Filter the lines below, keeping only those that contain the string "person", and copy each such line.

Dataset excerpt
_ _ _

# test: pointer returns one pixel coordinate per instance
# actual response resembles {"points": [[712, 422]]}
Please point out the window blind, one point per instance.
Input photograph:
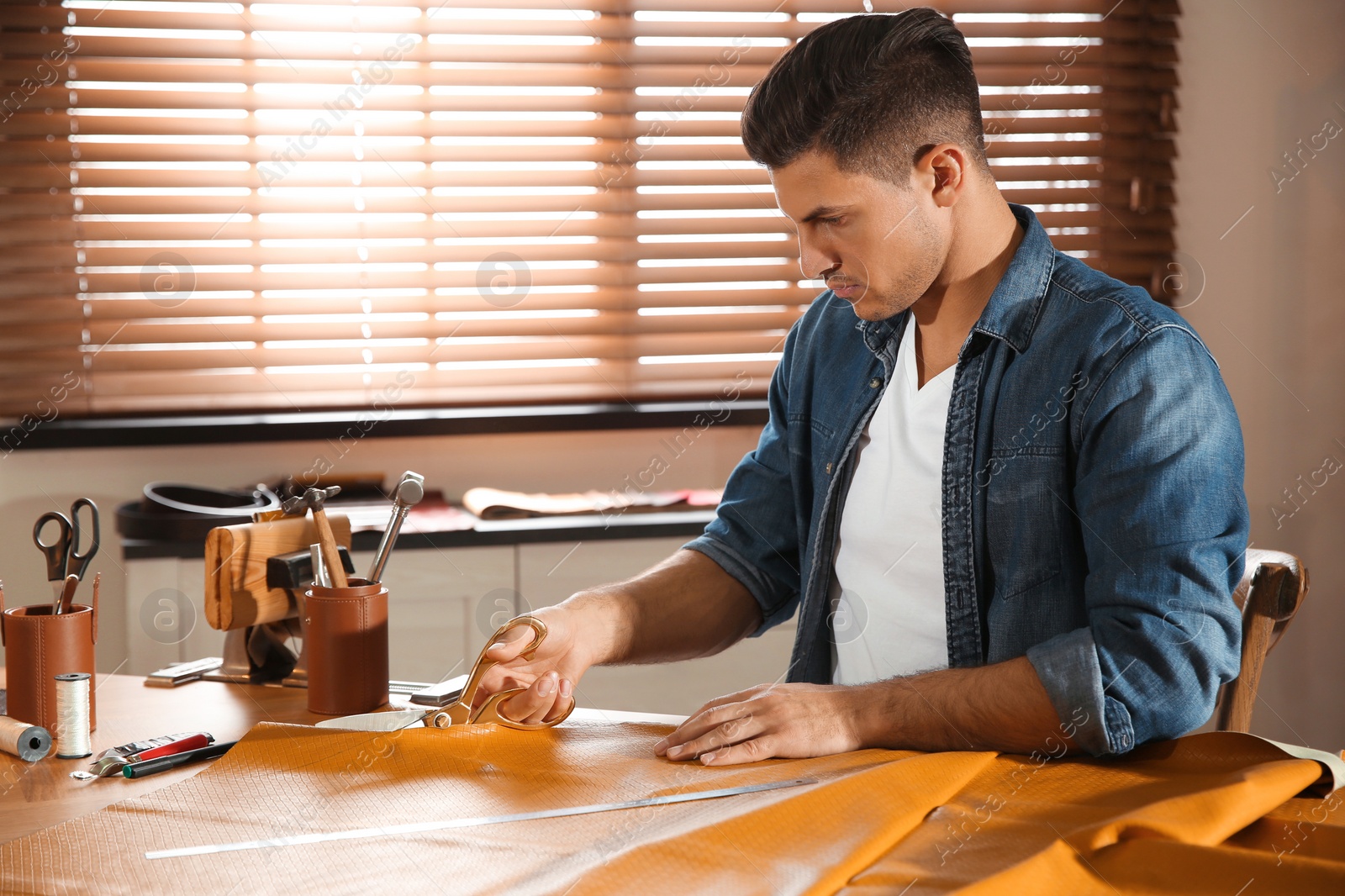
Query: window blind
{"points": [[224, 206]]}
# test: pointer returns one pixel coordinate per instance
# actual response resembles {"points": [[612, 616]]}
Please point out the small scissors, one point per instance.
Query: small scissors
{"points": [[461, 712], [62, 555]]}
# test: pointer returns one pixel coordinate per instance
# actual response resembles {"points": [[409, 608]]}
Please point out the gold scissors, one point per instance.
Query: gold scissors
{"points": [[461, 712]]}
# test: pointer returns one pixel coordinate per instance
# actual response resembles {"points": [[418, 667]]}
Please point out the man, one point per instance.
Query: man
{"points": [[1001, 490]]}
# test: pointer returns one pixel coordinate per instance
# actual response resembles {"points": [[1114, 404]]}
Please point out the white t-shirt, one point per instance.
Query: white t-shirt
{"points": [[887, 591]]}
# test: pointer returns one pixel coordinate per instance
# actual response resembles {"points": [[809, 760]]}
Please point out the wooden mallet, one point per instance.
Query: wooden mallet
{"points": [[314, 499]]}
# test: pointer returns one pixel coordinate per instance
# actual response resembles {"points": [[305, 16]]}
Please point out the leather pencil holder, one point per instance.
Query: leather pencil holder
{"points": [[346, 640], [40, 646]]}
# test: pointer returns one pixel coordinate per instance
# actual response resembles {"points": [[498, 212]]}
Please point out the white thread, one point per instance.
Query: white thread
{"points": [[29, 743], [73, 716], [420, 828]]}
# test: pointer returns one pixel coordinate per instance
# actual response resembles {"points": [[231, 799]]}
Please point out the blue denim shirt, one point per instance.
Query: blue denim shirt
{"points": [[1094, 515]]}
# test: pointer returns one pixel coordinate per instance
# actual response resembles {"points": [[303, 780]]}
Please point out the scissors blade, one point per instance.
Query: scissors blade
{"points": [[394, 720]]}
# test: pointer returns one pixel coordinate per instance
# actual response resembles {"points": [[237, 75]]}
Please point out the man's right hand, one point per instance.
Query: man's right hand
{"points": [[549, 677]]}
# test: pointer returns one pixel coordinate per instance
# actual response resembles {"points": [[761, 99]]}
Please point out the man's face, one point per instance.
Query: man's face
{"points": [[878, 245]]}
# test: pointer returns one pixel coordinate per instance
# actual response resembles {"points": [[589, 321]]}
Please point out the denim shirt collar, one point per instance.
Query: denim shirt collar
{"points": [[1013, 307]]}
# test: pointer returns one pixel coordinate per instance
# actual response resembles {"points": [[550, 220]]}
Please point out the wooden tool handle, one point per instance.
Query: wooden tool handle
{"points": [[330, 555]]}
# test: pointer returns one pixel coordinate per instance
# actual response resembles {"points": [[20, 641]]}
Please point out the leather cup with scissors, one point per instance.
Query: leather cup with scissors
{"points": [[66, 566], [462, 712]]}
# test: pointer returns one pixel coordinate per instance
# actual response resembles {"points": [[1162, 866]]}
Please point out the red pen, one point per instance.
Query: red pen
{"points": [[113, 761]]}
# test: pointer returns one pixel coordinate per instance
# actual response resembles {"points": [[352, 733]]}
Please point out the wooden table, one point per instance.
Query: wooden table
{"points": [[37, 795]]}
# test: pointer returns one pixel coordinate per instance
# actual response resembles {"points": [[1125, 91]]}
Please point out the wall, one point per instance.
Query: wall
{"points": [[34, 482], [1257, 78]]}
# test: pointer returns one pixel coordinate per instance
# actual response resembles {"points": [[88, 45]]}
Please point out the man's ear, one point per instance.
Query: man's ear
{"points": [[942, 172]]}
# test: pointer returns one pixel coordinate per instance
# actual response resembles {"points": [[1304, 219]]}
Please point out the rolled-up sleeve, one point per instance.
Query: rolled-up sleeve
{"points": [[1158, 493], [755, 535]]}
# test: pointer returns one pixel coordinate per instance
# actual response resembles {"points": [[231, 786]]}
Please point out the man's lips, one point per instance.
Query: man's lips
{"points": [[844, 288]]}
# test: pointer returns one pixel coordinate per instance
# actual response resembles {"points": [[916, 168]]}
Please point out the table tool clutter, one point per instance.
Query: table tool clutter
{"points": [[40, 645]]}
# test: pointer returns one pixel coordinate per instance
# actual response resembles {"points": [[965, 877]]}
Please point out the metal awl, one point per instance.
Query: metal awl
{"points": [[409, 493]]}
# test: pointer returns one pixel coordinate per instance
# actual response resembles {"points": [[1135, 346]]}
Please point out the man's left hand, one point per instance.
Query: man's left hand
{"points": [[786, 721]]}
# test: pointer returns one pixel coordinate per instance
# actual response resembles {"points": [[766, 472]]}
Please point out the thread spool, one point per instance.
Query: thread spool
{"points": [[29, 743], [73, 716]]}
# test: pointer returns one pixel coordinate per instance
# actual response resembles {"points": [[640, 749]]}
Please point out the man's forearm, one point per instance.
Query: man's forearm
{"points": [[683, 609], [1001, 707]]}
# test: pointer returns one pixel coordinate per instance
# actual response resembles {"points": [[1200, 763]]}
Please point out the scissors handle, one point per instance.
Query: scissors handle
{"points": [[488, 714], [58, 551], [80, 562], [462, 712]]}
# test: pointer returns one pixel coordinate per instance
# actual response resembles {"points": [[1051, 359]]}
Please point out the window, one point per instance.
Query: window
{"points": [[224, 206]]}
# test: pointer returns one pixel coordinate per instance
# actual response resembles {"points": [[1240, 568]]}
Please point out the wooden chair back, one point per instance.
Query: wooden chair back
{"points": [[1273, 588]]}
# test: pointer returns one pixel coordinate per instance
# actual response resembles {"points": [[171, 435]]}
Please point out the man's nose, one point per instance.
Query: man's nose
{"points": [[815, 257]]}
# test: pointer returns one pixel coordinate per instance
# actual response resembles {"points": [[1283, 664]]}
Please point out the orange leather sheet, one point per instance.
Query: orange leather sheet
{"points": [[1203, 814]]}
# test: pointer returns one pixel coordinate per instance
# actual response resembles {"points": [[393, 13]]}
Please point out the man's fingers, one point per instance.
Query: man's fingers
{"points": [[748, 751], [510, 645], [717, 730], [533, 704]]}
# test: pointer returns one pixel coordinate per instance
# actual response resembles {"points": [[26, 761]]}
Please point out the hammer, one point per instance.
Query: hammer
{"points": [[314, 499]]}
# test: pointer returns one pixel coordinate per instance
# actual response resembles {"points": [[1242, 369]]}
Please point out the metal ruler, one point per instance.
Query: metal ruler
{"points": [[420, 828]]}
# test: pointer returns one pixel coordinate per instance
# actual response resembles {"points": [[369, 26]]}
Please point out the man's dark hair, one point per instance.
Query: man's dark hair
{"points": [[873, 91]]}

_ _ _

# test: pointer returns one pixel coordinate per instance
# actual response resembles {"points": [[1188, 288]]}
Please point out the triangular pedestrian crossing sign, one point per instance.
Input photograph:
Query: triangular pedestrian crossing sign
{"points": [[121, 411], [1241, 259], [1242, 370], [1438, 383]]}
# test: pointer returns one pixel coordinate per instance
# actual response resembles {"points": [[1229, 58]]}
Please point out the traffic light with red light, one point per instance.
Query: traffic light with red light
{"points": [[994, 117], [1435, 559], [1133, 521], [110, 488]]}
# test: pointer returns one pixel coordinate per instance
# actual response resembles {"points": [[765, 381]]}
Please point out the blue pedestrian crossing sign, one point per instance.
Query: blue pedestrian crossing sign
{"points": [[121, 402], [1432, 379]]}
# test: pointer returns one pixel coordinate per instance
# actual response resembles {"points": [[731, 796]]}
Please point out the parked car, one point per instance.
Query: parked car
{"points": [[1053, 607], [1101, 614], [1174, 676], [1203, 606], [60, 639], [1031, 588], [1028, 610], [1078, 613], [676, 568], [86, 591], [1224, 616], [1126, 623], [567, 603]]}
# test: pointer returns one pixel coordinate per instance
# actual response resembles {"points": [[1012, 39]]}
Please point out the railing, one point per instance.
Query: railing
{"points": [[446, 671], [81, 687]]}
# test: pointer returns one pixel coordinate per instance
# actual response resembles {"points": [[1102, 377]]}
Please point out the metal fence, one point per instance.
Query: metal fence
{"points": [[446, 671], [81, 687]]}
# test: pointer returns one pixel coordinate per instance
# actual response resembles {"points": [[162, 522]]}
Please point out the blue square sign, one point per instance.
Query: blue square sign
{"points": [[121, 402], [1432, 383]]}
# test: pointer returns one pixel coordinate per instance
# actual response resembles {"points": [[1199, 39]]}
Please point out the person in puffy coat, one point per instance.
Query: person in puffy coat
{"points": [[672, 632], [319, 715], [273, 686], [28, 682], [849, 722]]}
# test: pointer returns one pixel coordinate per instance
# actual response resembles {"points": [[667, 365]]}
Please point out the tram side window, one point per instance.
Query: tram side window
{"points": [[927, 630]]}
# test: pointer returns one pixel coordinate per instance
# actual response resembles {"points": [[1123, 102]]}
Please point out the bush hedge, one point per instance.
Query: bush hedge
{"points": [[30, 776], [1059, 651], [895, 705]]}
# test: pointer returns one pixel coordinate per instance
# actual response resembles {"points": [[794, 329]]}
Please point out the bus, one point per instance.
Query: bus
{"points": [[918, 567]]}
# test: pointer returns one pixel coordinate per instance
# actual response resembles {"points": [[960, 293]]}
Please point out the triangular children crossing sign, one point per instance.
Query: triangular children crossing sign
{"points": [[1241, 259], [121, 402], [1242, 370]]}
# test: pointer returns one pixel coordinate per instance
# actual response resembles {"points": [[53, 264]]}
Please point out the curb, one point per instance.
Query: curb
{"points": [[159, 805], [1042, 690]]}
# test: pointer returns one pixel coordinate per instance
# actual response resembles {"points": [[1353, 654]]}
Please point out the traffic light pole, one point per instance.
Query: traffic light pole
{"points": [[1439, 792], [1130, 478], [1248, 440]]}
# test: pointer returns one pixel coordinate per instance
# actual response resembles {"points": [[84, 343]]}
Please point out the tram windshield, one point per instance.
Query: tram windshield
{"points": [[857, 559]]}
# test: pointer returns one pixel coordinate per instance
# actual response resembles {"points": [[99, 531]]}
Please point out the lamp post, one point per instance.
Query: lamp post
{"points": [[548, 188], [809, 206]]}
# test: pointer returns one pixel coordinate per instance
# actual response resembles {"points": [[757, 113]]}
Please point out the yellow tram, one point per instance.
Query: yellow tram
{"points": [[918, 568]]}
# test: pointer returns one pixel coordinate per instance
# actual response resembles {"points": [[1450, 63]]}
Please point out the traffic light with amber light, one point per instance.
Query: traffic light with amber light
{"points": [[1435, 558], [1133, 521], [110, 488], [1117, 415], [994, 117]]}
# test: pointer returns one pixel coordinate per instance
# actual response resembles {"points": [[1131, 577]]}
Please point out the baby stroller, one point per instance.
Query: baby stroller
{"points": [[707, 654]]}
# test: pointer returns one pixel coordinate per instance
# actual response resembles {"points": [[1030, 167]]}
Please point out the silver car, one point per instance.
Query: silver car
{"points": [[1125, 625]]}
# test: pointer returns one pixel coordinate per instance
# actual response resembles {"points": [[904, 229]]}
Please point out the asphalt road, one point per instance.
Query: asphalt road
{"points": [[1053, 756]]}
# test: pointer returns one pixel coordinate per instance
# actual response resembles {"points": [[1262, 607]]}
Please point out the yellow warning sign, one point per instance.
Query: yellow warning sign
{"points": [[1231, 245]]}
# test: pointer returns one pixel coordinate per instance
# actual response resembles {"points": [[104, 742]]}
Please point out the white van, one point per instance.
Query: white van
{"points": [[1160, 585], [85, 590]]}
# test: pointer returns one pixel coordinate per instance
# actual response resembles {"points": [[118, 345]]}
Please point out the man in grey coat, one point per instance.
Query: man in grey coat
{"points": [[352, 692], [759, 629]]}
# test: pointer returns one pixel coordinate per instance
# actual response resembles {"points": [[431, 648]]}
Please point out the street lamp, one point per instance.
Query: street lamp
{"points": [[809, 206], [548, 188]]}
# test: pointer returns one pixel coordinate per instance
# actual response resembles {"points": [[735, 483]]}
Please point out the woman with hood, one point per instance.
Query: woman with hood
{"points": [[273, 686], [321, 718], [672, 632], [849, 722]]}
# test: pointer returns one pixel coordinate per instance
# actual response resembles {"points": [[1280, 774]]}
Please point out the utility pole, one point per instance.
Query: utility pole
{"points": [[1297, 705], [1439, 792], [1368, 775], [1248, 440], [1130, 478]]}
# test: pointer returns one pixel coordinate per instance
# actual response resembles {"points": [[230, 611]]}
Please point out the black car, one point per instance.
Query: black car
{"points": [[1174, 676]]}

_ _ _

__Response to this exercise__
Please point out the person in puffy coat, one point per instance.
Query: person in puffy coat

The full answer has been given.